**ACTION ITEM**
Where in the data does the word "below" appear? Find those lines and copy them.

Records from a data collection:
- - -

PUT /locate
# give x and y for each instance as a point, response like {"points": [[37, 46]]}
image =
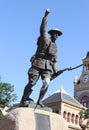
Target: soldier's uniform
{"points": [[44, 63]]}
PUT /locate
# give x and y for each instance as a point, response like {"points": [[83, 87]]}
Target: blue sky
{"points": [[19, 29]]}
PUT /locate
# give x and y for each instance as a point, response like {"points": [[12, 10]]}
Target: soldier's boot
{"points": [[41, 95], [26, 94]]}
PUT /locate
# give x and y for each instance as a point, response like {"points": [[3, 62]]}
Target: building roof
{"points": [[59, 95]]}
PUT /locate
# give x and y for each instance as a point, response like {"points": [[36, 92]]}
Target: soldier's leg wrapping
{"points": [[33, 77], [46, 81]]}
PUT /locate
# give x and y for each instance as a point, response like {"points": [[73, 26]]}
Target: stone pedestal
{"points": [[28, 119]]}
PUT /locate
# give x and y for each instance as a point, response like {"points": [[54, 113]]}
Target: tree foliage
{"points": [[6, 94], [84, 113]]}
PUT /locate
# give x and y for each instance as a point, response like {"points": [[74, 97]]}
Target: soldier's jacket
{"points": [[46, 54]]}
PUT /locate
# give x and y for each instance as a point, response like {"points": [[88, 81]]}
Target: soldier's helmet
{"points": [[55, 30]]}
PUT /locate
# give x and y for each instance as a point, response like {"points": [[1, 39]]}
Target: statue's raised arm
{"points": [[44, 23]]}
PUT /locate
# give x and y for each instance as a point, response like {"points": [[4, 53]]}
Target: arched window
{"points": [[85, 101]]}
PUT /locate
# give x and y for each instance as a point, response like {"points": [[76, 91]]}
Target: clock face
{"points": [[86, 78]]}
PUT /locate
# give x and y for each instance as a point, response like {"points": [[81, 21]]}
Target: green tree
{"points": [[7, 95]]}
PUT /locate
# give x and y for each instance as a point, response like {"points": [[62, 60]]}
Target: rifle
{"points": [[61, 71]]}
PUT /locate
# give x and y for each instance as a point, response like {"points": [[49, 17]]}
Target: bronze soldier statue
{"points": [[44, 61]]}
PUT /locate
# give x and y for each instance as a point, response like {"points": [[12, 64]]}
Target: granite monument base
{"points": [[28, 119]]}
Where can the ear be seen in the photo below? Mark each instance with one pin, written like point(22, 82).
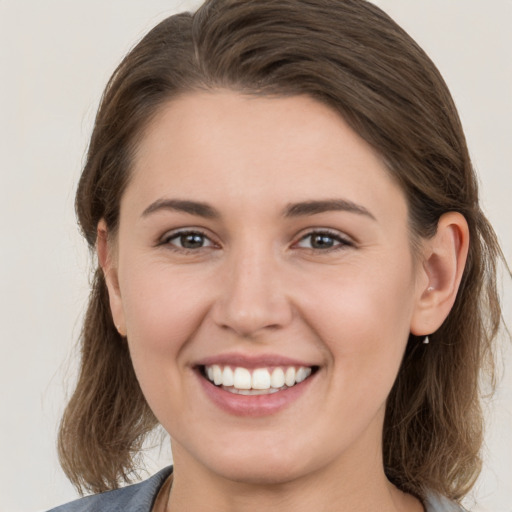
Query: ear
point(108, 260)
point(445, 256)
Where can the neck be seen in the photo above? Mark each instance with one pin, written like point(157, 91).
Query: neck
point(359, 486)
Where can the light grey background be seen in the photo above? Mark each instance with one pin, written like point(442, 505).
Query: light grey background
point(55, 58)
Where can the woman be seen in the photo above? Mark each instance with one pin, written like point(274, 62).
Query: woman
point(294, 275)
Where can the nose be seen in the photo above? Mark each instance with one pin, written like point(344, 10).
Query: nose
point(253, 295)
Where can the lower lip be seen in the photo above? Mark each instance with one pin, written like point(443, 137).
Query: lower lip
point(254, 405)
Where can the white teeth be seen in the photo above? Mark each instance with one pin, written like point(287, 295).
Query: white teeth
point(242, 378)
point(289, 376)
point(260, 381)
point(217, 375)
point(277, 379)
point(227, 377)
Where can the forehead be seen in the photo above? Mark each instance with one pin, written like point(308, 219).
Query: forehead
point(249, 150)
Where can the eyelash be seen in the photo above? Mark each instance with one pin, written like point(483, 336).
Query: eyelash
point(340, 241)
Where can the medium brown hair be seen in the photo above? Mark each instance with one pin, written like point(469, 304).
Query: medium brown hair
point(354, 58)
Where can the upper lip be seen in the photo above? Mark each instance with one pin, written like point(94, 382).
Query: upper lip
point(252, 361)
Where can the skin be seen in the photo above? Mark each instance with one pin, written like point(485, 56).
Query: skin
point(258, 285)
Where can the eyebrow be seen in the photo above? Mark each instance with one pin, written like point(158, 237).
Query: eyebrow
point(314, 207)
point(300, 209)
point(179, 205)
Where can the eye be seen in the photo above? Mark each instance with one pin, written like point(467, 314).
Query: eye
point(323, 240)
point(188, 240)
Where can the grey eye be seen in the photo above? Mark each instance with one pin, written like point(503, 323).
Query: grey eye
point(189, 240)
point(322, 241)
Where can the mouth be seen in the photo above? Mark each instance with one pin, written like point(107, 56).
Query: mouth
point(255, 381)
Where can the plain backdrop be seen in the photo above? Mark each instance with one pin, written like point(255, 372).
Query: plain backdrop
point(55, 58)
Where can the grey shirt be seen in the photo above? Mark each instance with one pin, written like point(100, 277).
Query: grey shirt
point(140, 498)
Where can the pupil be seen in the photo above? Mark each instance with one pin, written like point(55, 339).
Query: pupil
point(322, 241)
point(192, 241)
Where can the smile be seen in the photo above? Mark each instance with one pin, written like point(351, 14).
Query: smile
point(258, 381)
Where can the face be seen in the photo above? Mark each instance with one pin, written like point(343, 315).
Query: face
point(263, 245)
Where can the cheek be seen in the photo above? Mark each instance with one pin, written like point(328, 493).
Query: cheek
point(162, 308)
point(362, 314)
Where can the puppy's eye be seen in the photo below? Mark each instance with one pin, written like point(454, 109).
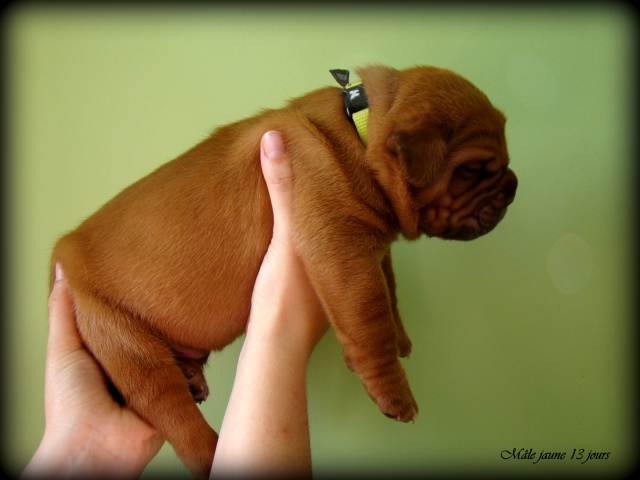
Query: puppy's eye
point(470, 171)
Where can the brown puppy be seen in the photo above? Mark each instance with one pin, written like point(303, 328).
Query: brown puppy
point(163, 273)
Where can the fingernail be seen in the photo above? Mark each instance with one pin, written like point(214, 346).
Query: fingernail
point(273, 144)
point(59, 272)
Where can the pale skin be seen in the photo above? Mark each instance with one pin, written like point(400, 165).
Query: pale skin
point(265, 429)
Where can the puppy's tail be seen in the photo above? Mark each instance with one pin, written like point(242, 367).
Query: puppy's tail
point(143, 370)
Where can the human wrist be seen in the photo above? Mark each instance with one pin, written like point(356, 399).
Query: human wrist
point(79, 456)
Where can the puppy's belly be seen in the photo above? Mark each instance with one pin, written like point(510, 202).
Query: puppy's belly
point(190, 298)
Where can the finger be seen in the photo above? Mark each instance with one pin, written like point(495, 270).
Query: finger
point(278, 174)
point(63, 333)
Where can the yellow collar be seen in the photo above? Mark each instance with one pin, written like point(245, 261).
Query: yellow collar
point(355, 101)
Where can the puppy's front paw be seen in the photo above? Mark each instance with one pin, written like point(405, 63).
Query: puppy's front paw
point(404, 345)
point(402, 408)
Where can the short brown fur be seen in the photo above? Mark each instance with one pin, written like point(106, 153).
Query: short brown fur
point(163, 273)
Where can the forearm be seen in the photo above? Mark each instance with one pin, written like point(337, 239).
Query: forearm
point(265, 428)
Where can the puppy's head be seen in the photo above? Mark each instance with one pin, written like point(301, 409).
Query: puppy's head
point(438, 148)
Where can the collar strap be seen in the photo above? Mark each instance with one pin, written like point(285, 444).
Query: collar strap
point(355, 101)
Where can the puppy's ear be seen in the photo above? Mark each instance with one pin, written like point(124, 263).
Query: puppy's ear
point(421, 154)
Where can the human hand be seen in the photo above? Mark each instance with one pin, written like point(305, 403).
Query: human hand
point(283, 299)
point(265, 430)
point(87, 433)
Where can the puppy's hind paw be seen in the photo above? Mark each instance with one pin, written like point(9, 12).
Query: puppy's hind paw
point(192, 370)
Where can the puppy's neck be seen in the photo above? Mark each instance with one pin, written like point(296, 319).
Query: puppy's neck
point(357, 105)
point(355, 101)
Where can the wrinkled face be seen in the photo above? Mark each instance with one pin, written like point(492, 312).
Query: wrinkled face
point(472, 194)
point(450, 144)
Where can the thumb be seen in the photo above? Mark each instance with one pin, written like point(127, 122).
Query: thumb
point(278, 174)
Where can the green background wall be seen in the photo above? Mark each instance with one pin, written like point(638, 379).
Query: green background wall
point(522, 339)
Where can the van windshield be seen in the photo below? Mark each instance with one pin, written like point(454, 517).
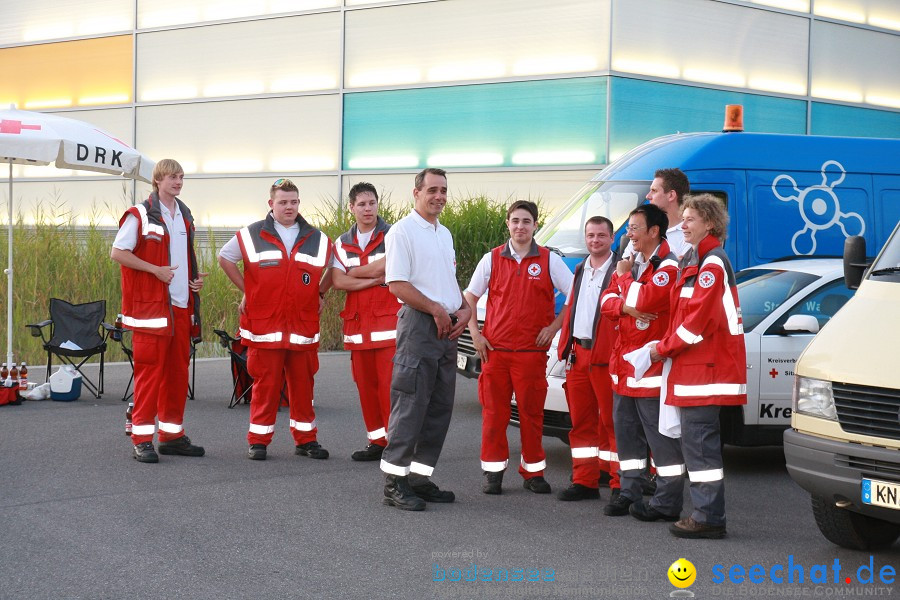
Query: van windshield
point(887, 265)
point(761, 291)
point(610, 199)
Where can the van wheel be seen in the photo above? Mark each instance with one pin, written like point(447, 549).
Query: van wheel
point(852, 530)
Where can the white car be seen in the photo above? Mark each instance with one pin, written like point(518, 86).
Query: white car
point(784, 304)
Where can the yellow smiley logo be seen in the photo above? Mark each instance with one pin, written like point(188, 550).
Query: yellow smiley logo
point(682, 573)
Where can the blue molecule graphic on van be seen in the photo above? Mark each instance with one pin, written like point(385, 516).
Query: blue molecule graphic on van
point(820, 208)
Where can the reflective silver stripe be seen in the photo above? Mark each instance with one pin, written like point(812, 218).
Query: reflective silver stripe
point(687, 336)
point(670, 470)
point(319, 259)
point(302, 339)
point(301, 426)
point(146, 323)
point(380, 336)
point(421, 469)
point(587, 452)
point(633, 290)
point(265, 337)
point(633, 464)
point(533, 467)
point(644, 382)
point(254, 256)
point(706, 476)
point(494, 467)
point(711, 389)
point(607, 297)
point(394, 469)
point(168, 427)
point(667, 263)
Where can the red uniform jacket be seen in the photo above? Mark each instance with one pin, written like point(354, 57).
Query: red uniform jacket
point(651, 293)
point(370, 315)
point(706, 335)
point(282, 286)
point(146, 305)
point(604, 329)
point(520, 299)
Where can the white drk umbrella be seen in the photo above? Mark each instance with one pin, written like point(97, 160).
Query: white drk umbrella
point(30, 138)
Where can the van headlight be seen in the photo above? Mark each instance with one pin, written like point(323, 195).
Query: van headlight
point(814, 397)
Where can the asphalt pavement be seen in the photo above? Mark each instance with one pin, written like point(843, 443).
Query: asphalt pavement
point(81, 519)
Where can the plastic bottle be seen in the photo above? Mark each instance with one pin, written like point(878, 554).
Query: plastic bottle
point(128, 412)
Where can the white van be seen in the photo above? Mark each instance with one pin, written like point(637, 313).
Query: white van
point(843, 446)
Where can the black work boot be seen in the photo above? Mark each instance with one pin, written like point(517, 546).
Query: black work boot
point(397, 492)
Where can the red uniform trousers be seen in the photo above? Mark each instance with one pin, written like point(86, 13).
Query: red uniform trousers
point(525, 374)
point(161, 380)
point(592, 439)
point(269, 367)
point(372, 374)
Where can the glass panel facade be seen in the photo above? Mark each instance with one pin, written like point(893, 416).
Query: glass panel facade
point(277, 135)
point(237, 59)
point(642, 110)
point(79, 73)
point(161, 13)
point(844, 67)
point(772, 55)
point(491, 125)
point(38, 20)
point(478, 40)
point(836, 119)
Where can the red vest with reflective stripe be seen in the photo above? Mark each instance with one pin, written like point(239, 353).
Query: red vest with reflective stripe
point(370, 315)
point(146, 306)
point(520, 299)
point(706, 336)
point(282, 286)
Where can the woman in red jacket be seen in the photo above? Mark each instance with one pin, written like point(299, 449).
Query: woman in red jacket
point(705, 343)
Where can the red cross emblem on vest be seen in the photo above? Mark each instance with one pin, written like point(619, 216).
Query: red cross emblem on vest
point(10, 126)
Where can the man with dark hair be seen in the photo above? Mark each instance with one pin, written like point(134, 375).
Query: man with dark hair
point(637, 301)
point(586, 342)
point(420, 268)
point(519, 326)
point(161, 305)
point(285, 259)
point(370, 314)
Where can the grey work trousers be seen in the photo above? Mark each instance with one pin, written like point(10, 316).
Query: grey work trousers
point(702, 448)
point(636, 422)
point(423, 384)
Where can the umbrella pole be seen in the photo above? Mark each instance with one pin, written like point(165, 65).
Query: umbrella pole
point(9, 277)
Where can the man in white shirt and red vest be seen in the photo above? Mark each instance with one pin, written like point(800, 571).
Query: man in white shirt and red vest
point(161, 305)
point(585, 343)
point(519, 326)
point(420, 269)
point(284, 259)
point(370, 314)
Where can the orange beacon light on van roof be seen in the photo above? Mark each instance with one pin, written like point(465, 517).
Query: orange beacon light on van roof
point(734, 118)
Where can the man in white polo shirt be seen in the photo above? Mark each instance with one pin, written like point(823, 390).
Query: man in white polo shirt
point(420, 269)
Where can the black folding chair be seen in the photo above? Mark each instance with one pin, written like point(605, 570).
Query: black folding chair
point(121, 335)
point(76, 334)
point(242, 391)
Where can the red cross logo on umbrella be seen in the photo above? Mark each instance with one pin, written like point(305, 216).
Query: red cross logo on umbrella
point(10, 126)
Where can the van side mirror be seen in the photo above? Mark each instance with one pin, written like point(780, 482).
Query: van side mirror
point(801, 324)
point(855, 264)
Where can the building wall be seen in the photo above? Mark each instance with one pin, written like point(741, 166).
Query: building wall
point(517, 98)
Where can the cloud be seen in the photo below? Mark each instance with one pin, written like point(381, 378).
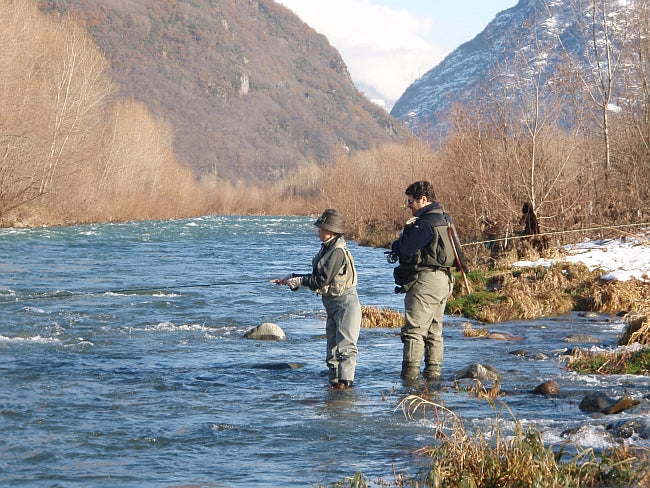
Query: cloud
point(385, 49)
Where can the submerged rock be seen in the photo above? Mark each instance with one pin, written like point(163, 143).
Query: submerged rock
point(478, 372)
point(595, 401)
point(582, 338)
point(549, 387)
point(627, 428)
point(265, 332)
point(620, 405)
point(278, 366)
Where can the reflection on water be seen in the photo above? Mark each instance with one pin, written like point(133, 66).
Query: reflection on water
point(124, 363)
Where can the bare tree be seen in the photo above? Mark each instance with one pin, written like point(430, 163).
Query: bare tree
point(603, 36)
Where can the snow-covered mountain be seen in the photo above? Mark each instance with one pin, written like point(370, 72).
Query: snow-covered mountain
point(533, 38)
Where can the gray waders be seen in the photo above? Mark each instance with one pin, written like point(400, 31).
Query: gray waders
point(422, 332)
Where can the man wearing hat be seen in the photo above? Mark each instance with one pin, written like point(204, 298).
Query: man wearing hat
point(334, 277)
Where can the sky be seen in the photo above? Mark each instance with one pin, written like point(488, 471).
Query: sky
point(388, 44)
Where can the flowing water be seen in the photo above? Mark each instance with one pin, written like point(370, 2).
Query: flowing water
point(123, 363)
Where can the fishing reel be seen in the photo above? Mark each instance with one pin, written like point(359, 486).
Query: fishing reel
point(391, 257)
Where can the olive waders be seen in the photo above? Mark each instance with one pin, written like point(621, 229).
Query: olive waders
point(422, 332)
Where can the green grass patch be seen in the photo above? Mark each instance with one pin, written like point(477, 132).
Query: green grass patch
point(626, 362)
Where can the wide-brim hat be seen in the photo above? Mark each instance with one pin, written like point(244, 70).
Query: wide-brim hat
point(331, 220)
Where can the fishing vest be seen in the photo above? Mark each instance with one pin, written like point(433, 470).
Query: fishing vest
point(438, 254)
point(346, 278)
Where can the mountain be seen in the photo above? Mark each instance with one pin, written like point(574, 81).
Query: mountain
point(249, 90)
point(533, 38)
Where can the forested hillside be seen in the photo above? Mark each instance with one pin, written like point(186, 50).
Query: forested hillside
point(249, 90)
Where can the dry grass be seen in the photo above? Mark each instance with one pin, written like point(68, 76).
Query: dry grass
point(373, 317)
point(520, 459)
point(637, 329)
point(619, 296)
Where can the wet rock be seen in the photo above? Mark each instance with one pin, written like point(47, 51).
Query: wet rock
point(519, 352)
point(627, 428)
point(581, 338)
point(482, 372)
point(278, 366)
point(549, 387)
point(265, 332)
point(503, 336)
point(589, 315)
point(620, 405)
point(595, 401)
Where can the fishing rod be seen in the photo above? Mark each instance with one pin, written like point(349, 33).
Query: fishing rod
point(555, 232)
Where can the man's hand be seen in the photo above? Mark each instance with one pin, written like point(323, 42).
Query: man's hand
point(293, 282)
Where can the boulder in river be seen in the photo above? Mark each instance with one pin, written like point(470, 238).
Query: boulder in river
point(482, 372)
point(549, 387)
point(620, 405)
point(595, 401)
point(265, 332)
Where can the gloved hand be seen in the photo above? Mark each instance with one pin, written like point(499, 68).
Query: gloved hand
point(292, 281)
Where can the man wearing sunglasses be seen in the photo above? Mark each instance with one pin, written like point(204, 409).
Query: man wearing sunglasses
point(424, 274)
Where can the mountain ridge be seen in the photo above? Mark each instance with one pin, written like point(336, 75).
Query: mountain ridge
point(249, 90)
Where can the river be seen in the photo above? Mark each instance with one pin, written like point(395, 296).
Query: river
point(123, 363)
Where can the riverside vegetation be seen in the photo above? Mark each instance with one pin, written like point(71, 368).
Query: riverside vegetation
point(73, 152)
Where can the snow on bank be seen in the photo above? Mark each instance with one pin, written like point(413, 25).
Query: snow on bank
point(620, 259)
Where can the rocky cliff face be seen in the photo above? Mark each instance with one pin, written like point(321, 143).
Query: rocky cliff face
point(249, 91)
point(532, 38)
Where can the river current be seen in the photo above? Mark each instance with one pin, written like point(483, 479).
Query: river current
point(123, 363)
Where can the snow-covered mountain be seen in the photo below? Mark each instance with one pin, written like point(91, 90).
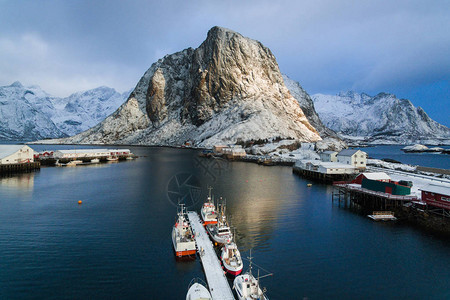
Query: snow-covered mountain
point(228, 89)
point(380, 119)
point(330, 139)
point(83, 110)
point(29, 113)
point(20, 119)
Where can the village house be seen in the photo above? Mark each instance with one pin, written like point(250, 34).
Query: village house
point(328, 156)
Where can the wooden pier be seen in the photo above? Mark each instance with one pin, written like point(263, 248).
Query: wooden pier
point(322, 177)
point(215, 276)
point(19, 168)
point(369, 200)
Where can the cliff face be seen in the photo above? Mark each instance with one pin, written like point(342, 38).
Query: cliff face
point(229, 88)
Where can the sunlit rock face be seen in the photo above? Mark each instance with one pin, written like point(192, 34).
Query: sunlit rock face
point(229, 88)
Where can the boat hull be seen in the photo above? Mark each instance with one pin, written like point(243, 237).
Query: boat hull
point(198, 291)
point(182, 248)
point(216, 238)
point(231, 271)
point(209, 222)
point(185, 253)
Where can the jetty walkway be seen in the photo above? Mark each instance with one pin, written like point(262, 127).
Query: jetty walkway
point(215, 276)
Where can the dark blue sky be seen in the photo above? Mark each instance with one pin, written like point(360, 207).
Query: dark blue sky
point(328, 46)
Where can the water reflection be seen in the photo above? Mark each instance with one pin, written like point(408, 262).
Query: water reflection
point(256, 202)
point(18, 183)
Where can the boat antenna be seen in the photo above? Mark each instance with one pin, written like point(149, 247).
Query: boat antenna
point(210, 188)
point(250, 262)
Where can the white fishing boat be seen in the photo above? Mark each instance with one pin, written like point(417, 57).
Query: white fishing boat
point(220, 232)
point(208, 211)
point(248, 287)
point(182, 237)
point(231, 259)
point(197, 291)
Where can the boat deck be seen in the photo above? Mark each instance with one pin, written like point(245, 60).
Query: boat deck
point(215, 276)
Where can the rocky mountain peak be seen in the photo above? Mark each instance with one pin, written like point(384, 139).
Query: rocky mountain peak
point(228, 88)
point(16, 84)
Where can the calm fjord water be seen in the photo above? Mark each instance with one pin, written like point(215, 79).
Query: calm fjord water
point(117, 244)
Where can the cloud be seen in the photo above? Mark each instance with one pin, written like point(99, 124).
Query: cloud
point(326, 45)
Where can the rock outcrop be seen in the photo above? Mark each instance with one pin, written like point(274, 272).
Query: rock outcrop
point(228, 89)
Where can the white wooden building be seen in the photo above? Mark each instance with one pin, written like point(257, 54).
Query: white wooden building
point(16, 154)
point(353, 157)
point(336, 168)
point(326, 167)
point(328, 156)
point(234, 151)
point(90, 153)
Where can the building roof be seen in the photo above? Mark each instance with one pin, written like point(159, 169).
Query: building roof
point(329, 152)
point(376, 176)
point(6, 150)
point(437, 189)
point(83, 150)
point(348, 152)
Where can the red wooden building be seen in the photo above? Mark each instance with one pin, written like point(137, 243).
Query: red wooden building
point(436, 195)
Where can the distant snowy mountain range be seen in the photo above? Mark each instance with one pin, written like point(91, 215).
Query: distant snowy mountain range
point(382, 119)
point(29, 113)
point(228, 89)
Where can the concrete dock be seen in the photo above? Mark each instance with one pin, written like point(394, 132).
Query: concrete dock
point(215, 276)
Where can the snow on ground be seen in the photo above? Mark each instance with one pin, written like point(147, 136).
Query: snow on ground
point(392, 166)
point(419, 181)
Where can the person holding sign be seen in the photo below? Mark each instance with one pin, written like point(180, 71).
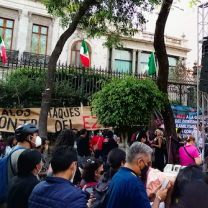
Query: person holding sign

- - -

**SOLUTION**
Where can the ear be seen in the photo below? Mark each instance with one pin, written like point(22, 82).
Where can the puppy's eye be seen in the photo below? Mark each instance with one pin, written like point(454, 109).
Where can the van windshield be seen in the photo below? Mark each instance with one pin, written like point(454, 517).
Where can the cloud be seen in the photo below? Mark each instance with one pin, written like point(381, 378).
Where can the snow-covered mountain be seen in the photo below? Mark each instance with one pin, written like point(91, 90).
Where can the person holding sign be seen in the photo below? Mark each instance with one pin, written like point(180, 71).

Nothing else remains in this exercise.